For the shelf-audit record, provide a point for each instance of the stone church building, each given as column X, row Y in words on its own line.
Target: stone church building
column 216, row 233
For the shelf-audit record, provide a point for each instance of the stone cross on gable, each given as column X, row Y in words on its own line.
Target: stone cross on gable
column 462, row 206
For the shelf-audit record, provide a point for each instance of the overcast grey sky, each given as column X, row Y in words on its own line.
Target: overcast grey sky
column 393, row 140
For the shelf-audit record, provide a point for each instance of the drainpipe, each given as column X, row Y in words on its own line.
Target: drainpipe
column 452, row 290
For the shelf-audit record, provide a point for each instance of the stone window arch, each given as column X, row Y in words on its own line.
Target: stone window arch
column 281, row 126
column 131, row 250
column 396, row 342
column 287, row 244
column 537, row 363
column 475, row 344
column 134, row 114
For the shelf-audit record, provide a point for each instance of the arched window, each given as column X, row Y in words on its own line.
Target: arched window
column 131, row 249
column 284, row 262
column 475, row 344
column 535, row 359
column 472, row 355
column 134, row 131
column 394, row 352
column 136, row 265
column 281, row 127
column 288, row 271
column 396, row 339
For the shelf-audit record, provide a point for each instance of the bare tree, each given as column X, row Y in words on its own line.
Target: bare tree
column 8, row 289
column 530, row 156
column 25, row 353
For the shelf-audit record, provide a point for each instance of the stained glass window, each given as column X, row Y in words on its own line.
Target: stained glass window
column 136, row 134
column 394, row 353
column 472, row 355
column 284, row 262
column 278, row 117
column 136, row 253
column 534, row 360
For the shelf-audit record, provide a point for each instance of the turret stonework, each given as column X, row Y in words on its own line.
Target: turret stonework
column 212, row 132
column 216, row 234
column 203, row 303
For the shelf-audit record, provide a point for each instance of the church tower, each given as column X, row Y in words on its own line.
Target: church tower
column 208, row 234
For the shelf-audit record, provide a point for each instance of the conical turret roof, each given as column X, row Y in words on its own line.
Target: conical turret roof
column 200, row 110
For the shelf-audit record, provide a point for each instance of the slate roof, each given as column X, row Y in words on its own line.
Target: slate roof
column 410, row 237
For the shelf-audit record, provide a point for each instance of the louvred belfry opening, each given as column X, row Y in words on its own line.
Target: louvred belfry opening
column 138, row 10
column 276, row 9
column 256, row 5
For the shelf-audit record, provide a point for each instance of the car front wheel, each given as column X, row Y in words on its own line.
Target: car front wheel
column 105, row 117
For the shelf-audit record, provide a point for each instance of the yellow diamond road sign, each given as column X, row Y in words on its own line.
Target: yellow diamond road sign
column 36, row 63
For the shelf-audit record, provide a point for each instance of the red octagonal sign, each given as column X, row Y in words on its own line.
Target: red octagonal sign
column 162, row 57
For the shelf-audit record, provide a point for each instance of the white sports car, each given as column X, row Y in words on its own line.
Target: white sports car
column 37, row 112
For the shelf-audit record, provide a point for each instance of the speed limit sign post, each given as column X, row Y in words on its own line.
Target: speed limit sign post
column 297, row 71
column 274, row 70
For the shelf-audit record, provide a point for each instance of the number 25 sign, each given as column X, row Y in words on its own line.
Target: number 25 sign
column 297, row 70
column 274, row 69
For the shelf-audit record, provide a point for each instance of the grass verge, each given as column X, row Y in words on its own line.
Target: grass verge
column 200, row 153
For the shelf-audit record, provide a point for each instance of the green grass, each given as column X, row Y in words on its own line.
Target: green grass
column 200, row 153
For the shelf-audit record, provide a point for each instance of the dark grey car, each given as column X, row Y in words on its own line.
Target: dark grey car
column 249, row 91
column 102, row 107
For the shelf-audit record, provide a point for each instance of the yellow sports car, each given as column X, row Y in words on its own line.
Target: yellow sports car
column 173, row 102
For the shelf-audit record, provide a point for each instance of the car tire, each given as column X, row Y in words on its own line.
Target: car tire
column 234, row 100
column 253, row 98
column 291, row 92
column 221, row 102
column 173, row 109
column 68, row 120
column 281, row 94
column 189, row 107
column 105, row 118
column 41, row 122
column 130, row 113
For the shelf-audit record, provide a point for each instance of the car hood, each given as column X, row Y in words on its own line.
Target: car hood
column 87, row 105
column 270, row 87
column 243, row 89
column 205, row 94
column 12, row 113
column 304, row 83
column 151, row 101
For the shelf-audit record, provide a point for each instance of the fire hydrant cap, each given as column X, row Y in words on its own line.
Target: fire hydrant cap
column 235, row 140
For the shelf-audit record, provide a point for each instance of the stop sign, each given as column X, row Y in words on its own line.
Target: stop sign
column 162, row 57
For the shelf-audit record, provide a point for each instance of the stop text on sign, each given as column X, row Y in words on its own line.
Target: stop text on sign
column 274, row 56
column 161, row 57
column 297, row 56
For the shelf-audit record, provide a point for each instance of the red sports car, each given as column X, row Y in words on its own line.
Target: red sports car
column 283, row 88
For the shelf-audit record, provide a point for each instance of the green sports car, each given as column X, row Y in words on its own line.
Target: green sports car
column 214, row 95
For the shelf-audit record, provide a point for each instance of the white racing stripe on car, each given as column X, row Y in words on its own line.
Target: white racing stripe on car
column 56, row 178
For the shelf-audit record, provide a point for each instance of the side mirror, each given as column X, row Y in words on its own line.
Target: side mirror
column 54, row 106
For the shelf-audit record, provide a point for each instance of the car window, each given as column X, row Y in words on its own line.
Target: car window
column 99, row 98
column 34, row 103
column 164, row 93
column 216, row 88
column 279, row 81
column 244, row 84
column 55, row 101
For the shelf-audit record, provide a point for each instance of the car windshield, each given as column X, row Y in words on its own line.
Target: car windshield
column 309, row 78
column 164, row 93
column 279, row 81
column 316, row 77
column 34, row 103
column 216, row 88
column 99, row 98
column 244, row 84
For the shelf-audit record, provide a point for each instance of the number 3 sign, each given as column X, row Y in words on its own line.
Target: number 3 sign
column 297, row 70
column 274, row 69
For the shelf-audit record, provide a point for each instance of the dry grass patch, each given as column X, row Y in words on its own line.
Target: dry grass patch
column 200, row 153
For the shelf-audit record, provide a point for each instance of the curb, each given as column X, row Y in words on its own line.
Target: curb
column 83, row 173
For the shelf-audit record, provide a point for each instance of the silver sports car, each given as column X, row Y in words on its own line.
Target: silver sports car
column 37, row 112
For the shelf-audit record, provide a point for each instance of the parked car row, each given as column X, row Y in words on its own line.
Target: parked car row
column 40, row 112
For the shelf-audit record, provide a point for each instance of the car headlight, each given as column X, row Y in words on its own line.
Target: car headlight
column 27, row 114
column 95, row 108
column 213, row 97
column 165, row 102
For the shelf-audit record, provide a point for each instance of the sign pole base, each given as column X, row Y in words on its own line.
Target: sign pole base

┄┄┄┄┄┄┄┄┄┄

:: YANG DIMINTA ::
Tulis ulang seluruh materi di atas sebagai daftar bernomor. Lewati baris yang kosong.

:: HASIL LATIHAN ::
1. For the shelf-audit record, provide a point for each instance of the stone church building, each given as column X, row Y in words on its own line.
2. Target: stone church building
3. column 216, row 233
4. For the shelf-audit record, provide a point for each instance of the stone cross on gable, each given as column X, row Y in words on its own line.
5. Target: stone cross on gable
6. column 462, row 206
7. For the shelf-audit record, provide a point for each instance of the overcast grey sky, each given as column X, row Y in words on its own line.
8. Target: overcast grey sky
9. column 393, row 140
10. For the shelf-audit record, provide a point for each instance of the drainpipe, each given as column X, row Y in words on its own line.
11. Target: drainpipe
12. column 452, row 290
13. For the shelf-audit record, provide a point for each instance of the stone window arch, each given as column X, row Y in words on its own line.
14. Target: stone window arch
15. column 281, row 126
16. column 131, row 250
17. column 396, row 342
18. column 287, row 244
19. column 537, row 363
20. column 475, row 344
21. column 134, row 114
22. For the shelf-audit record, provide a point for each instance of the arched window, each given as column X, row Y in words on its own line.
23. Target: arched window
24. column 131, row 249
25. column 284, row 262
26. column 475, row 344
27. column 535, row 359
28. column 472, row 355
29. column 134, row 131
30. column 394, row 352
31. column 136, row 265
32. column 281, row 127
33. column 288, row 271
34. column 396, row 339
35. For the shelf-audit record, provide a point for each instance of the bare tree, each given as column X, row Y in words on its own line.
36. Target: bare tree
37. column 8, row 289
38. column 530, row 156
39. column 25, row 353
40. For the shelf-audit record, provide a point for each instance of the stained glass window, each given as column X, row Y in words on its own line.
41. Target: stained glass window
42. column 136, row 134
43. column 394, row 353
44. column 472, row 355
45. column 284, row 262
46. column 278, row 117
47. column 136, row 253
48. column 534, row 360
49. For the shelf-audit record, provide a point for each instance of the turret stonework, each given as column X, row Y in words on its own line.
50. Target: turret stonework
51. column 212, row 132
52. column 216, row 234
53. column 203, row 303
54. For the shelf-audit record, provide a point for each instance of the church tower, each given as column X, row Y in words on its own line.
55. Target: church tower
56. column 208, row 234
57. For the shelf-audit record, provide a point for each instance of the conical turret roof, each given as column X, row Y in words on its own line.
58. Target: conical turret roof
59. column 200, row 110
60. For the shelf-audit record, provide a point for each instance of the slate roof, each given as column X, row Y in words on its own line.
61. Target: slate roof
62. column 410, row 237
63. For the shelf-audit record, provide a point for each instance of the louvred belfry opening, each given as column X, row Y in words on its own line.
64. Target: louvred belfry opening
65. column 138, row 10
66. column 276, row 9
67. column 256, row 5
68. For the shelf-audit record, provide a point for each instance of the car front wheel, each given as column X, row Y in words on its own line.
69. Target: car front wheel
70. column 105, row 117
71. For the shelf-audit record, provide a point for each instance of the yellow diamond road sign, each given as column X, row Y in words on its own line.
72. Target: yellow diamond road sign
73. column 36, row 63
74. For the shelf-audit record, provide a point for each instance of the red octagonal sign, each given as column X, row Y in words on its own line.
75. Target: red octagonal sign
76. column 162, row 57
77. For the shelf-audit record, provide a point for each instance of the white sports car, each given as column X, row Y in words on its own line.
78. Target: white sports car
79. column 37, row 112
80. For the shelf-audit record, provide a point for each instance of the speed limit sign post, each given as column X, row Y in words on its own line.
81. Target: speed limit sign post
82. column 297, row 71
83. column 274, row 70
84. For the shelf-audit record, provide a point for each instance of the number 25 sign, each given as column X, row Y in words on its own line.
85. Target: number 25 sign
86. column 297, row 70
87. column 274, row 69
88. For the shelf-audit record, provide a point for each instance of the grass verge, each given as column X, row Y in words on its own line.
89. Target: grass verge
90. column 200, row 153
91. For the shelf-audit record, provide a point for each instance of the green grass, each given as column X, row Y in words on its own line.
92. Target: green grass
93. column 200, row 153
94. For the shelf-audit record, provide a point for each instance of the dark grey car, each given as column X, row Y in words on its own line.
95. Target: dark grey car
96. column 249, row 91
97. column 102, row 107
98. For the shelf-audit record, provide a point for each instance of the yellow sports car, each given as column X, row Y in words on its own line.
99. Target: yellow sports car
100. column 173, row 102
101. For the shelf-audit record, provide a point for each instance of the car tire, each given as column X, row Y in words on its own line.
102. Target: car tire
103. column 234, row 100
104. column 253, row 98
105. column 291, row 92
106. column 221, row 102
107. column 173, row 109
108. column 68, row 120
109. column 281, row 94
110. column 189, row 107
111. column 105, row 118
112. column 41, row 122
113. column 130, row 113
114. For the shelf-audit record, provide a point for each instance of the car hood, each given as column X, row Y in words on its own line.
115. Target: car hood
116. column 87, row 105
117. column 270, row 87
118. column 243, row 89
119. column 205, row 94
120. column 12, row 113
121. column 304, row 83
122. column 151, row 101
123. For the shelf-audit record, provide a point for each instance of the fire hydrant cap, each given as column X, row Y in words on its own line.
124. Target: fire hydrant cap
125. column 235, row 140
126. For the shelf-audit record, provide a point for each instance of the stop sign, each given as column X, row Y in words on its own line.
127. Target: stop sign
128. column 162, row 57
129. For the shelf-audit record, provide a point for each instance of the stop text on sign, each given as column X, row Y in words on its own line.
130. Target: stop text on sign
131. column 274, row 56
132. column 161, row 57
133. column 297, row 56
134. For the shelf-audit record, provide a point for each instance of the red sports car, each given as column X, row Y in words on its own line.
135. Target: red sports car
136. column 283, row 88
137. For the shelf-audit record, provide a point for each instance of the green sports car, each given as column X, row Y in words on its own line.
138. Target: green sports car
139. column 214, row 95
140. For the shelf-audit record, provide a point for each instance of the white racing stripe on car, each given as column X, row Y in words on its own line.
141. Target: white racing stripe on car
142. column 56, row 178
143. For the shelf-audit record, provide a point for each instance of the side mirror, each given as column X, row Y in words on its own line.
144. Target: side mirror
145. column 54, row 106
146. For the shelf-audit record, provide a point for each instance of the car window, each given as column X, row Y in words on its own line.
147. Target: car window
148. column 99, row 98
149. column 34, row 103
150. column 164, row 93
151. column 216, row 88
152. column 279, row 81
153. column 244, row 84
154. column 55, row 101
155. For the shelf-audit record, provide a point for each instance of the car windshield, each given as column X, row Y in words on its own line.
156. Target: car windshield
157. column 309, row 78
158. column 164, row 93
159. column 279, row 81
160. column 316, row 77
161. column 34, row 103
162. column 216, row 88
163. column 99, row 98
164. column 244, row 84
165. For the shelf-audit record, provide a point for each instance of the number 3 sign, each given as column X, row Y in words on its own line.
166. Target: number 3 sign
167. column 297, row 70
168. column 274, row 69
169. For the shelf-audit record, provide a point for each instance of the dry grass patch, each given as column X, row Y in words on its own line.
170. Target: dry grass patch
171. column 200, row 153
172. For the shelf-audit record, provide a point for each instance of the curb, each given as column X, row Y in words on its own line.
173. Target: curb
174. column 83, row 173
175. For the shelf-audit record, provide a point for each instance of the silver sports car, each given as column X, row Y in words on its own line.
176. Target: silver sports car
177. column 37, row 112
178. For the shelf-audit record, provide a point for each instance of the parked car row, each given as column X, row Y in words on its own line.
179. Target: parked car row
180. column 40, row 112
181. For the shelf-audit record, provide a point for each instance of the car headlight, each given as column X, row Y in words on its own line.
182. Target: car headlight
183. column 27, row 114
184. column 95, row 108
185. column 213, row 97
186. column 165, row 102
187. For the shelf-audit record, provide a point for each instance of the sign pole base, each given as column X, row Y in words on its own line.
188. Target: sign pole base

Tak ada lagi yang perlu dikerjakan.